* **Task statement**
Select each line of the data below that contains the string "green" and reproduce those lines verbatim, in their original order.

* **Provided data**
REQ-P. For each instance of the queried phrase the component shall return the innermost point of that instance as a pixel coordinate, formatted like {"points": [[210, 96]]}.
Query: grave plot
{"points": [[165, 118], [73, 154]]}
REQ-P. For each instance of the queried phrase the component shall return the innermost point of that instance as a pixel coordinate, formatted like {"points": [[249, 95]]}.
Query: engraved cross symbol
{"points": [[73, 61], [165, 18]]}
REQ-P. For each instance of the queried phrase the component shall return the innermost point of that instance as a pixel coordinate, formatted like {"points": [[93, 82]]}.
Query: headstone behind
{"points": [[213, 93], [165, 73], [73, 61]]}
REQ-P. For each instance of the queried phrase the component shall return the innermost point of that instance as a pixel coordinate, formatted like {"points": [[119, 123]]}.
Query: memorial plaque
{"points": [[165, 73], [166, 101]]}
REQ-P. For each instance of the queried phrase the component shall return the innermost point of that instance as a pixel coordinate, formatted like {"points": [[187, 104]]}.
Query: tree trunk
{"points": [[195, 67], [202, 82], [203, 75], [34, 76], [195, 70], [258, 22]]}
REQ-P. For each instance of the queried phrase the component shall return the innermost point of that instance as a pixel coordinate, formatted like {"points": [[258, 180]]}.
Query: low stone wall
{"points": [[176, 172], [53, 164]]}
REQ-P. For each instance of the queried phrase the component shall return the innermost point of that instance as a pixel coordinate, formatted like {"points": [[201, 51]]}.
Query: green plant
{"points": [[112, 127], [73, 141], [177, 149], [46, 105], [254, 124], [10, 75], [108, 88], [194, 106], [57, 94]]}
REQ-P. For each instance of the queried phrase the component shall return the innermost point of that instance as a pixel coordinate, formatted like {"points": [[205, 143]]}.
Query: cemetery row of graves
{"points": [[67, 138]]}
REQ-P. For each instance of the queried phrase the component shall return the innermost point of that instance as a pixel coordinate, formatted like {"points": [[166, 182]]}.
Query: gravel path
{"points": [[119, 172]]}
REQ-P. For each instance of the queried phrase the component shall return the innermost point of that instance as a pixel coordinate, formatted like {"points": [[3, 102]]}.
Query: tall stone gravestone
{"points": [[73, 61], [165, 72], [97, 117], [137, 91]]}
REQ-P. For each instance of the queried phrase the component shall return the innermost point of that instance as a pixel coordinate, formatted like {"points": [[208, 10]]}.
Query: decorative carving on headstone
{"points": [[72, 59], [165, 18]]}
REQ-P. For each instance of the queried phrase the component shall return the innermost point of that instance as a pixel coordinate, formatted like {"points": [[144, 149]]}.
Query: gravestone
==
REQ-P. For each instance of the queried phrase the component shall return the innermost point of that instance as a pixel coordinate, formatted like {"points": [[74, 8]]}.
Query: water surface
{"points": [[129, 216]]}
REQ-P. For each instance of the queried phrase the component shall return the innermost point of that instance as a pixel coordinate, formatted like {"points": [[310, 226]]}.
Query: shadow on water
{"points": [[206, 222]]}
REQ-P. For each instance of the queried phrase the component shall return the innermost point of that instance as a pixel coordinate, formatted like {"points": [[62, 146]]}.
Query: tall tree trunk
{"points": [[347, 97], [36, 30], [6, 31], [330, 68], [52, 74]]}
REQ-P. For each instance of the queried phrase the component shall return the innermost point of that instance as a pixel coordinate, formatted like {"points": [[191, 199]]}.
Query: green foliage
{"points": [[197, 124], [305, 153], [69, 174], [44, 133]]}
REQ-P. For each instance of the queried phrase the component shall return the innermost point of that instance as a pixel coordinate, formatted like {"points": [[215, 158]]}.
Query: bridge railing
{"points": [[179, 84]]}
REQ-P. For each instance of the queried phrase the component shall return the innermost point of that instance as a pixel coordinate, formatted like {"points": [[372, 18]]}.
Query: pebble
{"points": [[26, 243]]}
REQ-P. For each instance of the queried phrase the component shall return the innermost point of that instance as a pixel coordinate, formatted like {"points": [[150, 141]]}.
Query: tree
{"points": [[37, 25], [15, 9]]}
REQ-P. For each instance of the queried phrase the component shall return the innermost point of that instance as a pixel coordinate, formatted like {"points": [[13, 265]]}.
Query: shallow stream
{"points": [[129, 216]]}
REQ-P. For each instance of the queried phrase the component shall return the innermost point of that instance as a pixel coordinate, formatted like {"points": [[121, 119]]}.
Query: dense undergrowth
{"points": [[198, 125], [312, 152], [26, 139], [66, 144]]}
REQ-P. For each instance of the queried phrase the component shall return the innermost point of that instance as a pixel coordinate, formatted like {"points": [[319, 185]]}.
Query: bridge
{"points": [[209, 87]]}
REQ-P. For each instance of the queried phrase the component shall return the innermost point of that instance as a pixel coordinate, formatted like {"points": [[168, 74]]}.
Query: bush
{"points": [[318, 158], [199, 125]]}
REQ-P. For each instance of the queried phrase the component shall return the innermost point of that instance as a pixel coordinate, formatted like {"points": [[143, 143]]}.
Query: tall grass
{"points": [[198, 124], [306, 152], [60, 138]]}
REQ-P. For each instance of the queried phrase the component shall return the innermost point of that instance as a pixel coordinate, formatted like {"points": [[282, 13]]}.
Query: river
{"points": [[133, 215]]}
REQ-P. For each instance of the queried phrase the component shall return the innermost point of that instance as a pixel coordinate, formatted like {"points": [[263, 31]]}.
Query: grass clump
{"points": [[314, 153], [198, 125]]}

* **Output below**
Query: green plant
Query: green foliage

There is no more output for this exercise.